- ELENCO DEI COMPITI:
1 - Secondo il testo sulla dieta a zona, in quale proporzione vanno assunte le calorie a ogni pasto?
2 - Cita dal testo sulla dieta a zona il passo che va da "Non è così." fino a "benessere per l’organismo." incluso.
++++ ESTRATTO DEL DOCUMENTO
Molto diffusa negli Stati Uniti negli Anni ’90, è ancora oggi popolare in Italia e in Europa: è la dieta a zona, un metodo per dimagrire elaborato oltreoceano dal biochimico americano Barry Sears, presidente della Inflammation Research Foundation e ricercatore alla Boston University School of Medicine e al Mit, Massachusetts Institute of Technology.
Come funziona la dieta a zona? Partiamo dal nome del celebre programma alimentare, spazzando subito via un falso mito: il termine “zona” potrebbe erroneamente far pensare che la dieta elaborata dal nutrizionista statunitense miri a far perdere massa grassa e a rimodellare solo una specifica parte del corpo.
Non è così. "Zona" è una parola utilizzata in farmaceutica per indicare la quantità di un farmaco necessaria affinché quest’ultimo sia efficace. Se è vero che “siamo quello che mangiamo”, secondo Sears il farmaco più importante per il nostro corpo è il cibo, che dobbiamo utilizzare al pari di un medicinale dosando tipologie, quantità e tempi di “somministrazione” con lo scopo di ottenere il miglior stato di salute e benessere per l’organismo.
La zona è dunque la condizione ottimale che possiamo ottenere per il nostro corpo, lavorando su quattro pilastri, di cui l’alimentazione costituisce il primo, fondamentale, step: cibo, esercizio fisico, gestione dello stress, integrazione di Omega 3.
Dieta a zona per dimagrire: come funziona?
La dieta a zona non si concentra strettamente sulle calorie, ma sui livelli di proteine per mantenere la massa muscolare. Questa quantità di proteine è individuale: una volta calcolato il fabbisogno proteico giornaliero totale di ciascuno, lo si divide in parti più o meno uguali, da distribuire nell’arco della giornata.
A ogni pasto, poi, questa quantità di proteine va bilanciata con una quantità di carboidrati superiore di un terzo, aggiungendo una fonte di grassi monoinsaturi (come l’olio extravergine di oliva). La composizione del pasto deve rispettare lo schema di 40-30-30. Le calorie, cioè, saranno assunte secondo questa rigida proporzione: 40% derivanti da carboidrati, 30% da proteine e 30% da grassi. Il rapporto stabilizza in maniera ottimale i livelli di zuccheri nel sangue (glicemia).
Dieta a zona, cosa si mangia
Lo studioso americano inventore della dieta a zona divide i cibi in favorevoli, sfavorevoli o da limitare, proprio in base all’indice glicemico che hanno. Ok allora alle fonti proteiche magre come carni bianche e pesce, ok anche a carboidrati a basso indice glicemico, e cioè verdure non amidacee (tutte eccetto patate, zucca, carota cotta, barbabietola) e frutta (tranne banane, il mango, la papaia, l’anguria, il caco), olio d’oliva e frutta secca in guscio ma anche uva, datteri e fichi.
++++++++
++++ SEZIONE DATI
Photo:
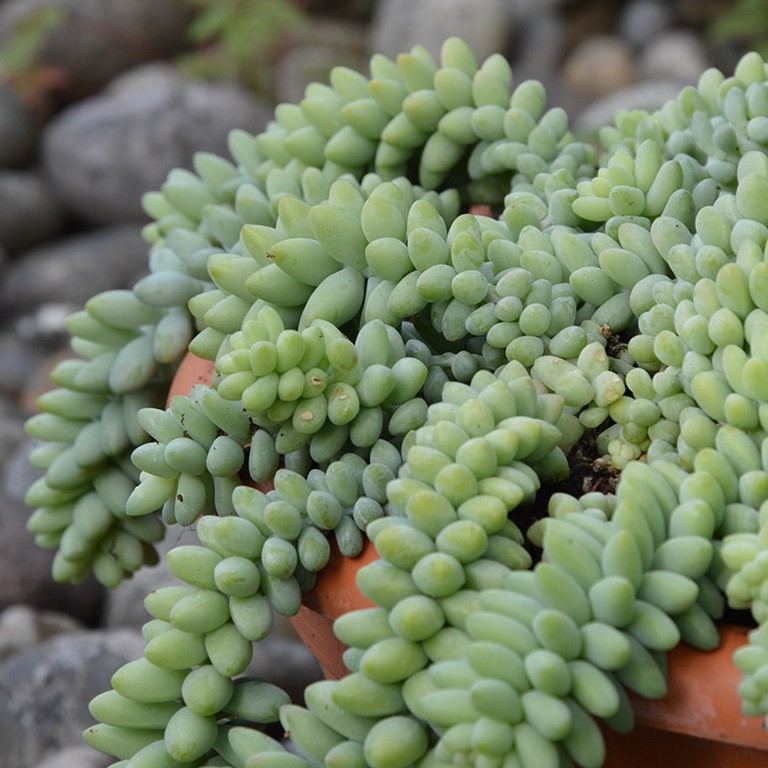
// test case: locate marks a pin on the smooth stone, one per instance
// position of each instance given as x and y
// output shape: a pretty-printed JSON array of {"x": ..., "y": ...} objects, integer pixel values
[
  {"x": 649, "y": 95},
  {"x": 103, "y": 153},
  {"x": 75, "y": 268},
  {"x": 640, "y": 21},
  {"x": 599, "y": 65},
  {"x": 19, "y": 129},
  {"x": 401, "y": 24},
  {"x": 30, "y": 214},
  {"x": 677, "y": 54},
  {"x": 45, "y": 691},
  {"x": 22, "y": 626},
  {"x": 80, "y": 756}
]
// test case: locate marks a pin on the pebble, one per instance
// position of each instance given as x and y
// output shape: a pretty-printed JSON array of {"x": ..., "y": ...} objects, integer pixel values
[
  {"x": 103, "y": 153},
  {"x": 676, "y": 54},
  {"x": 80, "y": 756},
  {"x": 401, "y": 24},
  {"x": 19, "y": 130},
  {"x": 30, "y": 214},
  {"x": 74, "y": 268},
  {"x": 45, "y": 690},
  {"x": 646, "y": 95},
  {"x": 21, "y": 627},
  {"x": 70, "y": 223},
  {"x": 599, "y": 65}
]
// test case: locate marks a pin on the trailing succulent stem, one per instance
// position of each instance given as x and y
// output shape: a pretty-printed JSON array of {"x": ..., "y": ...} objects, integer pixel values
[{"x": 431, "y": 378}]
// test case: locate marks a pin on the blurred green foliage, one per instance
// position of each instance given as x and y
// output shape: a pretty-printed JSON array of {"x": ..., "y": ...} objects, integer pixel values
[
  {"x": 239, "y": 39},
  {"x": 20, "y": 65}
]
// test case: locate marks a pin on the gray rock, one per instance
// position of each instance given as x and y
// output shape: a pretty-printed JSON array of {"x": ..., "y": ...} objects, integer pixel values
[
  {"x": 649, "y": 95},
  {"x": 12, "y": 433},
  {"x": 641, "y": 20},
  {"x": 75, "y": 268},
  {"x": 44, "y": 692},
  {"x": 327, "y": 43},
  {"x": 20, "y": 361},
  {"x": 599, "y": 65},
  {"x": 30, "y": 213},
  {"x": 92, "y": 41},
  {"x": 540, "y": 41},
  {"x": 19, "y": 130},
  {"x": 103, "y": 153},
  {"x": 678, "y": 54},
  {"x": 80, "y": 756},
  {"x": 17, "y": 473},
  {"x": 400, "y": 24},
  {"x": 21, "y": 627},
  {"x": 25, "y": 571}
]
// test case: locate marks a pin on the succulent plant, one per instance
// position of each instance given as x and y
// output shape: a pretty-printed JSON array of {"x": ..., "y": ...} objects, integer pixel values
[{"x": 548, "y": 417}]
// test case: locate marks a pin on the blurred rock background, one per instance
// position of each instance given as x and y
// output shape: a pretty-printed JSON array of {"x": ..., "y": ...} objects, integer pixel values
[{"x": 99, "y": 100}]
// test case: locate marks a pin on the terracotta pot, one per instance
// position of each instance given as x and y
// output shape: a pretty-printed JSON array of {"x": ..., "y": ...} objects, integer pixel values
[{"x": 698, "y": 723}]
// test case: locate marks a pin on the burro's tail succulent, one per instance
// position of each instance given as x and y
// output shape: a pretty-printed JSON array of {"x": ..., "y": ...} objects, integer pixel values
[{"x": 549, "y": 418}]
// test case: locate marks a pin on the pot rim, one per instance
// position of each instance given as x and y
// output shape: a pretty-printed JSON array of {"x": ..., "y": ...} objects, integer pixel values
[{"x": 694, "y": 676}]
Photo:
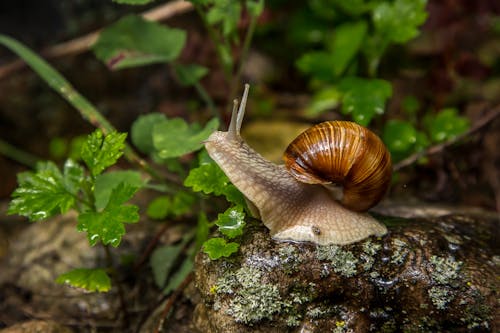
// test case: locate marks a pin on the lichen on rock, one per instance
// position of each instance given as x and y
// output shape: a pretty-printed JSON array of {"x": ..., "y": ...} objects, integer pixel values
[{"x": 417, "y": 278}]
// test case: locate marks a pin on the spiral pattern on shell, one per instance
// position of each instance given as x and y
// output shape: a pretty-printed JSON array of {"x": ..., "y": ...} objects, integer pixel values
[{"x": 344, "y": 153}]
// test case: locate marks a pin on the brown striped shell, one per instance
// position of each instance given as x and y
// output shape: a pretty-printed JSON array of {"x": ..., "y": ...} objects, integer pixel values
[{"x": 344, "y": 153}]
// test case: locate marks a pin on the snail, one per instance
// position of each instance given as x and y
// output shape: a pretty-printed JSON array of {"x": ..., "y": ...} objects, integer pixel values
[{"x": 295, "y": 201}]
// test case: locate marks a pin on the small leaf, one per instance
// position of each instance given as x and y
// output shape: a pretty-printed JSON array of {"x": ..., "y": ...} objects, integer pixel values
[
  {"x": 207, "y": 178},
  {"x": 399, "y": 21},
  {"x": 446, "y": 125},
  {"x": 106, "y": 182},
  {"x": 142, "y": 131},
  {"x": 162, "y": 260},
  {"x": 231, "y": 222},
  {"x": 175, "y": 137},
  {"x": 399, "y": 136},
  {"x": 134, "y": 41},
  {"x": 89, "y": 279},
  {"x": 189, "y": 74},
  {"x": 100, "y": 152},
  {"x": 108, "y": 225},
  {"x": 364, "y": 98},
  {"x": 46, "y": 192},
  {"x": 345, "y": 44},
  {"x": 218, "y": 247}
]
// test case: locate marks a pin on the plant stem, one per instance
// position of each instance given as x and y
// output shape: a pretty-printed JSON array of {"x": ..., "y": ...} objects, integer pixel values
++++++++
- SOLUZIONI DEI COMPITI:
1 - 40% da carboidrati, 30% da proteine e 30% da grassi.

2 -
Non è così. "Zona" è una parola utilizzata in farmaceutica per indicare la quantità di un farmaco necessaria affinché quest’ultimo sia efficace. Se è vero che “siamo quello che mangiamo”, secondo Sears il farmaco più importante per il nostro corpo è il cibo, che dobbiamo utilizzare al pari di un medicinale dosando tipologie, quantità e tempi di “somministrazione” con lo scopo di ottenere il miglior stato di salute e benessere per l’organismo.